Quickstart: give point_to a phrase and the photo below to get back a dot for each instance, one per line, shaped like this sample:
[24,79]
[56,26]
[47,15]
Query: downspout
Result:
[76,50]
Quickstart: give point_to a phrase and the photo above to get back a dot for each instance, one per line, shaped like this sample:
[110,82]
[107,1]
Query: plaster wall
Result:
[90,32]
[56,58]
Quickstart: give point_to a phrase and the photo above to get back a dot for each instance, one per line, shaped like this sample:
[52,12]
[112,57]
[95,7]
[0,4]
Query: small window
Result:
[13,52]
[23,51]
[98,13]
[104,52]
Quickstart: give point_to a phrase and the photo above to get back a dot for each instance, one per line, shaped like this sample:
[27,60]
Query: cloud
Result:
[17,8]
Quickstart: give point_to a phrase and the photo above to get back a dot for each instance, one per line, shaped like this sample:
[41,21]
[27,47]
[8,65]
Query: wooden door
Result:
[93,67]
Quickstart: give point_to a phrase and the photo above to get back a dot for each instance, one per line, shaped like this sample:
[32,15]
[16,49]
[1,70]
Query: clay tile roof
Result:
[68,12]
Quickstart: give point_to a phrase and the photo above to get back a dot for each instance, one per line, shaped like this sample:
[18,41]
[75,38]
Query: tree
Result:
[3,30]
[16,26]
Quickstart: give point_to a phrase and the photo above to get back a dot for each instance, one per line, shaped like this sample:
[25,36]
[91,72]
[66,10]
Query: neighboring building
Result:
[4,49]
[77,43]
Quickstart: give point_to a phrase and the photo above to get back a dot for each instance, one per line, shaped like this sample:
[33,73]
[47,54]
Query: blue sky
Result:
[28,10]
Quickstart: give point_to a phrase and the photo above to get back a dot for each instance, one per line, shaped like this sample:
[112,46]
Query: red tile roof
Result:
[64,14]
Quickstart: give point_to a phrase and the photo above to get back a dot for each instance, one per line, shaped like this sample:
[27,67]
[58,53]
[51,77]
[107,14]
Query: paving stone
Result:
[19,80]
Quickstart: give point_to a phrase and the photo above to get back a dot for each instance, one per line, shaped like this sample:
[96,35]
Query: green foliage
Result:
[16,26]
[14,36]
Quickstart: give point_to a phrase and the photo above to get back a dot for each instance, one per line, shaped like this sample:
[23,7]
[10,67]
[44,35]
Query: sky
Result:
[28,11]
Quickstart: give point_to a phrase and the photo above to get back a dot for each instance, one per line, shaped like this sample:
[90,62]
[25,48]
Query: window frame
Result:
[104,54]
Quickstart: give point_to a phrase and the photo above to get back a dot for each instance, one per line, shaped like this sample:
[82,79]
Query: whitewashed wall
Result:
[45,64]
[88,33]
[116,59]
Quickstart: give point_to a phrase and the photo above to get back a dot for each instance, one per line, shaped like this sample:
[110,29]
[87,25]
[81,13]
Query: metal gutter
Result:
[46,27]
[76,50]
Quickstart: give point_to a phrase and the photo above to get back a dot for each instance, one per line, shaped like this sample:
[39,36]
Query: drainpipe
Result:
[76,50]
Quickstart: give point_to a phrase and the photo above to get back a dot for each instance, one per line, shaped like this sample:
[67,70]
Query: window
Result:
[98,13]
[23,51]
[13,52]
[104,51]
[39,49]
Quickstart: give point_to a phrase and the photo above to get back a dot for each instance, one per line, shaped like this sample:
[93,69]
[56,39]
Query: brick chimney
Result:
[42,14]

○ ○ ○

▸ Görev talimatı
Yukarıdaki malzemede "window" sözcüğünü içeren satırların hepsini değiştirmeden bir araya topla.

▸ Tamamlanan görev
Query: small window
Query: window frame
Query: window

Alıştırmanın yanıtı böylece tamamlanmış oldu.